A patient with untreated obstructive sleep apnea has about two to three times greater risk of heart disease. i Of course, when treated, the prevalence of heart disease should logically decrease. BUT – this may not be the case.
A study published in eBioMedicine analyzed people with obstructive sleep apnea, with the resulting data suggesting that high CPAP pressures may explain why the machines do not lower the risk of heart disease.ii “CPAP machines are extremely effective in treating obstructive sleep apnea and are great for improving sleep and reducing daytime fatigue, but we haven’t seen a reduction in heart disease that we expected, and we haven’t understood why,” says Sanja Jelic, MD, a critical care medicine specialist and sleep researcher at Columbia University Vagelos College of Physicians and Surgeons, in a release.

In obstructive sleep apnea, the recurrent drops in oxygen levels, which lead to increased inflammation, is thought to cause the higher heart disease risk. Because CPAP restores normal breathing during sleep by applying positive pressure during exhalation (and in some systems, during inhalation), the use of positive pressure to keep the upper airway open has lead researchers believed that CPAP would also reduce a patient’s risk of heart disease.
Studies conducted by Jelic and Daniel Gottlieb, MD, a collaborator at Brigham & Women’s Hospital, proposed a problem with this hypothesis. In studies designed to understand CPAP’s effect on the body, they found that levels of a pro-inflammatory factor, angiopoietin-2 (Ang2), does not decline with CPAP use.iii Additionally, high levels of Ang2 have been linked in previous studies to a higher risk of stroke, coronary artery disease, vascular disease, and mortality.iv
“It was a surprise. We naturally expected that if you removed the intermittent hypoxia with CPAP, Ang2 release would stop, but in fact, it got worse,” Jelic says in a release. To Jelic, the pattern of Ang2 and other biomarkers in CPAP users resembled that of patients on high-pressure ventilators, and she hypothesized that high CPAP pressures may explain why the expected drop in heart disease didn’t materialize.
::::::::::
▸ **WORK INSTRUCTION 1**: In the CPAP and heart disease passage, which pro-inflammatory factor did not decline with CPAP use?
▸ **WORK INSTRUCTION 2**: Please extend the CPAP and heart disease passage, picking up after its last sentence.
The lines that come next are separate material, unrelated to the CPAP and heart disease passage.

Saved entries
::::::::::
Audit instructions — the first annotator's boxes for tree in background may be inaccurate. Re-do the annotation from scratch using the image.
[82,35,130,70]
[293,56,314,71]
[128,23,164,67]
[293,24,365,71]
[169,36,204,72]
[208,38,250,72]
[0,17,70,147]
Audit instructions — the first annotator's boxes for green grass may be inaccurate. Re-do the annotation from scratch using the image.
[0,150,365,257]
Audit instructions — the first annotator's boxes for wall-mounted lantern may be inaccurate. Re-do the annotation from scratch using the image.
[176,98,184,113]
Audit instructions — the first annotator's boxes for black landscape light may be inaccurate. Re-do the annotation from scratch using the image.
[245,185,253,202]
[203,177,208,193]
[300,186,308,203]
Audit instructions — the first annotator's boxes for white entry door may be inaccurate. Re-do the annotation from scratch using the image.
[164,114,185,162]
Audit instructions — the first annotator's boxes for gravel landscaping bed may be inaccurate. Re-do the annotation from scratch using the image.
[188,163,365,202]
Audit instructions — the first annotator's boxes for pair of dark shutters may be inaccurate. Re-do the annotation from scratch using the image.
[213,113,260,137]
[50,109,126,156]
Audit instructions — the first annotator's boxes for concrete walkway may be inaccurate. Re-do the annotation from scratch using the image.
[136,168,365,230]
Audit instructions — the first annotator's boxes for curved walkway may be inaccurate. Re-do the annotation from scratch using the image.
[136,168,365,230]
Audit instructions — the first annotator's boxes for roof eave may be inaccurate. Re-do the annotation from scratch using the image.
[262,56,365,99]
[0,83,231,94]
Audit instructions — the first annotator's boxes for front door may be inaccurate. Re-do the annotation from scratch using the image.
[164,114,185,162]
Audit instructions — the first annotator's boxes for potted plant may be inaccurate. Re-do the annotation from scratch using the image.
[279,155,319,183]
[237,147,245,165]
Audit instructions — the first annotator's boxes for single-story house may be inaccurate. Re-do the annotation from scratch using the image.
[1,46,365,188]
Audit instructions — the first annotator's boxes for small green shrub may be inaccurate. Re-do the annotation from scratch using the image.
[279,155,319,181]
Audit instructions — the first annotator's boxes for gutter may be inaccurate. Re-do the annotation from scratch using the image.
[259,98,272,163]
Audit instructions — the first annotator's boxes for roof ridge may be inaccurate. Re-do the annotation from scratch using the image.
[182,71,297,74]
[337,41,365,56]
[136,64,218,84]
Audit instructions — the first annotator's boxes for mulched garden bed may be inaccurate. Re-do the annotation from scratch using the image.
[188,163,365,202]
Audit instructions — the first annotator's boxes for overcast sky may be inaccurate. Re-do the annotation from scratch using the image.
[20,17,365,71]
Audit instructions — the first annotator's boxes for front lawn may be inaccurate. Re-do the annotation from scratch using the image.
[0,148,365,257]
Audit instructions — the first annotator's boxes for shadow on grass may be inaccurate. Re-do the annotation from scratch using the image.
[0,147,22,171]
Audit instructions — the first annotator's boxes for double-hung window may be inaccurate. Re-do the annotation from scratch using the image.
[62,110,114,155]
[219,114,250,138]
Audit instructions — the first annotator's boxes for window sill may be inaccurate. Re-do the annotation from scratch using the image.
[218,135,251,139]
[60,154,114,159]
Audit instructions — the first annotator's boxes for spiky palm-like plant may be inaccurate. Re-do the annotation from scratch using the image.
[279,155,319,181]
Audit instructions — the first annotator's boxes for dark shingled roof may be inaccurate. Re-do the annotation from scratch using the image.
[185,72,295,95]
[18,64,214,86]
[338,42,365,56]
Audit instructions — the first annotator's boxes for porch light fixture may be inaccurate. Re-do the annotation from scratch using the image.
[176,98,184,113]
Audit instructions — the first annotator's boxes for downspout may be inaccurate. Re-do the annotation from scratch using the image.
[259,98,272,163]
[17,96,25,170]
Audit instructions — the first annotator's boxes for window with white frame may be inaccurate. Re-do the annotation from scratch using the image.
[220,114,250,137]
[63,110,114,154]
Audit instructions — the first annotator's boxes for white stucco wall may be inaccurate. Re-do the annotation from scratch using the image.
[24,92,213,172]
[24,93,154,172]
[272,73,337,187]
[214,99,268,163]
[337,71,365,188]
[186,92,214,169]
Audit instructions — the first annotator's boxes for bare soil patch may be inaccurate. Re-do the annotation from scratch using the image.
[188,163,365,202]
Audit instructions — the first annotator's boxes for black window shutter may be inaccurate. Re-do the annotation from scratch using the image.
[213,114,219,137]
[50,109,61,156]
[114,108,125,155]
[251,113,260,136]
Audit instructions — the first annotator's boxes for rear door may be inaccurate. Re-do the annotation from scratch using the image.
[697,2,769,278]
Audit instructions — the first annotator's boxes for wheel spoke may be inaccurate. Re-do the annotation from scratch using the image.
::::::::::
▸ **TASK RESPONSE 1**: Angiopoietin-2 (Ang2).

▸ **TASK RESPONSE 2**:
Jelic and Gottlieb analyzed prior studies using stored blood samples for Ang2 and other markers of inflammation and compared those numbers to CPAP adherence, median CPAP pressure, and the patients’ heart health a year later. Their analysis showed that Ang2 levels remained elevated in CPAP users, confirming Jelic’s previous findings in smaller studies, and that high Ang2 levels were associated with a greater risk of cardiovascular disease 12 months into the study. The patients with the highest Ang2 levels were those using higher CPAP pressures.

CPAP patients use pressures ranging from 4 to 20 cm H2O with median pressures varying within that range. In the study, participants with median CPAP pressure between 4 and 7 had fewer cardiovascular events compared to participants using pressures of 8 or higher. No relationship was found between Ang2 levels and the number of hours the CPAP was in use during the night. “This suggests to us that there’s something in the lungs responding to CPAP pressure that perpetuates rather than reduces the inflammation associated with obstructive sleep apnea,” says Jelic.
CPAP expands the lung, and Jelic theorizes that stretched endothelial cells in the lung release extra Ang2. Since it is not yet possible to directly measure Ang2 release from human endothelial cells, Jelic’s assumption can only conclude as speculation – although, when other tissues are stretched in laboratory tests, Ang2 release from endothelial cells increases sharply.v
Jelic and others have taken precautionary methods in their treatment of obstructive sleep apnea by generally prescribing lower pressures. “We do a careful titration to see which pressures will eliminate most of the obstructive events, and it’s working just fine.”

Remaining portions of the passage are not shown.